▶ **MATERIAL FOR THE TASK**
..............................

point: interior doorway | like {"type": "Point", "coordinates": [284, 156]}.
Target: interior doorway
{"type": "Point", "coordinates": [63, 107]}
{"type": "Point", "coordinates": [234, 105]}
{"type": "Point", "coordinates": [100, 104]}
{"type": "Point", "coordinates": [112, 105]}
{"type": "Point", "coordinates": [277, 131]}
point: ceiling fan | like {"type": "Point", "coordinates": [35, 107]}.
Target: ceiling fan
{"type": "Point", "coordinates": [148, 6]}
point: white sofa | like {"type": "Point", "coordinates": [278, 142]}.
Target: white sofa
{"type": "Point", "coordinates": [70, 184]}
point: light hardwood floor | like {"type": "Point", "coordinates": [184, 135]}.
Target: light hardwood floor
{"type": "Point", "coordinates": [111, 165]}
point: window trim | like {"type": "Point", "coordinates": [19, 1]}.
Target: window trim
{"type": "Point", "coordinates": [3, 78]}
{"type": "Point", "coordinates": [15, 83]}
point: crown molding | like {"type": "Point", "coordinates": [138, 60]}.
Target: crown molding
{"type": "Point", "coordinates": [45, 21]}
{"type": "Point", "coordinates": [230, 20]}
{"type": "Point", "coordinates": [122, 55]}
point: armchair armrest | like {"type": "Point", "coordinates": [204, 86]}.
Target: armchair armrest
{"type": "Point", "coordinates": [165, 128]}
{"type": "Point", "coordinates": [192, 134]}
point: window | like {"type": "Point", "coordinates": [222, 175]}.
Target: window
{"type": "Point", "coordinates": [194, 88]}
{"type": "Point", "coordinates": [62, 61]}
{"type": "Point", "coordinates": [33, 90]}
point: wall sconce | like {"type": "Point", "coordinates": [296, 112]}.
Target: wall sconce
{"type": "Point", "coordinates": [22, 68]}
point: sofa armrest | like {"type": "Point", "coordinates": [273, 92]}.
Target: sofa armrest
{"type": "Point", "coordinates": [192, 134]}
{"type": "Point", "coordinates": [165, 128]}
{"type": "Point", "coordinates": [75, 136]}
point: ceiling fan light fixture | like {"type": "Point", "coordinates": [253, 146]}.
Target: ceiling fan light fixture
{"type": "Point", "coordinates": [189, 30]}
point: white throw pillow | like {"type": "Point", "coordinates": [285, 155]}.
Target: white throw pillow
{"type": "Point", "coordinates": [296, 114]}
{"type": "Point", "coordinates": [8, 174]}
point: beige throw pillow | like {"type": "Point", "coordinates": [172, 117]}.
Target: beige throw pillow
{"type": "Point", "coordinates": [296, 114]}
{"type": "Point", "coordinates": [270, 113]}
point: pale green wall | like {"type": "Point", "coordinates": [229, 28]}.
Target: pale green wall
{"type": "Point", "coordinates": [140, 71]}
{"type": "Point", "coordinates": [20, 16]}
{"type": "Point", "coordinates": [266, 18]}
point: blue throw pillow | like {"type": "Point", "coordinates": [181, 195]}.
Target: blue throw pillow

..............................

▶ **TASK OBJECTIVE**
Write every line of the listing above as a JSON array of strings, one string per line, skipping any blank lines.

▶ **THE COMPLETED TASK**
[
  "point: interior doorway | like {\"type\": \"Point\", \"coordinates\": [284, 156]}.",
  "Target: interior doorway",
  "{\"type\": \"Point\", \"coordinates\": [63, 107]}",
  "{\"type\": \"Point\", \"coordinates\": [234, 105]}",
  "{\"type\": \"Point\", \"coordinates\": [100, 104]}",
  "{\"type\": \"Point\", \"coordinates\": [112, 105]}",
  "{\"type\": \"Point\", \"coordinates\": [277, 131]}",
  "point: ceiling fan | like {\"type\": \"Point\", \"coordinates\": [35, 107]}.",
  "Target: ceiling fan",
  "{\"type\": \"Point\", \"coordinates\": [148, 6]}",
  "point: white sofa | like {\"type\": \"Point\", \"coordinates\": [278, 142]}.",
  "Target: white sofa",
  "{\"type\": \"Point\", \"coordinates\": [70, 184]}",
  "point: light hardwood floor | like {\"type\": \"Point\", \"coordinates\": [184, 135]}.",
  "Target: light hardwood floor",
  "{\"type\": \"Point\", \"coordinates\": [111, 165]}",
  "point: window trim | like {\"type\": \"Point\", \"coordinates\": [19, 1]}.",
  "Target: window trim",
  "{\"type\": \"Point\", \"coordinates\": [3, 78]}",
  "{\"type\": \"Point\", \"coordinates\": [15, 83]}",
  "point: crown molding | like {\"type\": \"Point\", \"coordinates\": [138, 60]}.",
  "Target: crown molding",
  "{\"type\": \"Point\", \"coordinates\": [45, 21]}",
  "{\"type\": \"Point\", \"coordinates\": [230, 20]}",
  "{\"type\": \"Point\", \"coordinates\": [122, 55]}",
  "point: armchair armrest | like {\"type\": \"Point\", \"coordinates\": [204, 86]}.",
  "Target: armchair armrest",
  "{\"type\": \"Point\", \"coordinates\": [165, 128]}",
  "{\"type\": \"Point\", \"coordinates\": [192, 134]}",
  "point: window | like {\"type\": \"Point\", \"coordinates\": [222, 175]}.",
  "Target: window",
  "{\"type\": \"Point\", \"coordinates\": [194, 88]}",
  "{\"type\": \"Point\", \"coordinates\": [62, 61]}",
  "{\"type\": \"Point\", \"coordinates\": [33, 90]}",
  "point: wall sconce | like {\"type\": \"Point\", \"coordinates\": [296, 112]}.",
  "Target: wall sconce",
  "{\"type\": \"Point\", \"coordinates\": [22, 68]}",
  "point: sofa armrest | like {\"type\": \"Point\", \"coordinates\": [273, 92]}.",
  "Target: sofa armrest",
  "{\"type\": \"Point\", \"coordinates\": [192, 134]}",
  "{\"type\": \"Point\", \"coordinates\": [165, 128]}",
  "{\"type\": \"Point\", \"coordinates\": [75, 136]}",
  "point: ceiling fan light fixture | like {\"type\": \"Point\", \"coordinates\": [253, 146]}.",
  "Target: ceiling fan light fixture",
  "{\"type\": \"Point\", \"coordinates\": [189, 30]}",
  "point: white throw pillow | like {\"type\": \"Point\", \"coordinates\": [285, 155]}.",
  "Target: white throw pillow",
  "{\"type\": \"Point\", \"coordinates\": [296, 114]}",
  "{\"type\": \"Point\", \"coordinates\": [8, 174]}",
  "point: beige throw pillow | like {\"type\": \"Point\", \"coordinates\": [172, 117]}.",
  "Target: beige throw pillow",
  "{\"type\": \"Point\", \"coordinates\": [296, 114]}",
  "{\"type\": \"Point\", \"coordinates\": [270, 113]}",
  "point: pale green wall | like {\"type\": \"Point\", \"coordinates\": [229, 28]}.",
  "Target: pale green wall",
  "{\"type\": \"Point\", \"coordinates\": [140, 71]}",
  "{\"type\": \"Point\", \"coordinates\": [20, 16]}",
  "{\"type\": \"Point\", \"coordinates\": [266, 18]}",
  "point: blue throw pillow | like {\"type\": \"Point\", \"coordinates\": [181, 195]}.",
  "Target: blue throw pillow"
]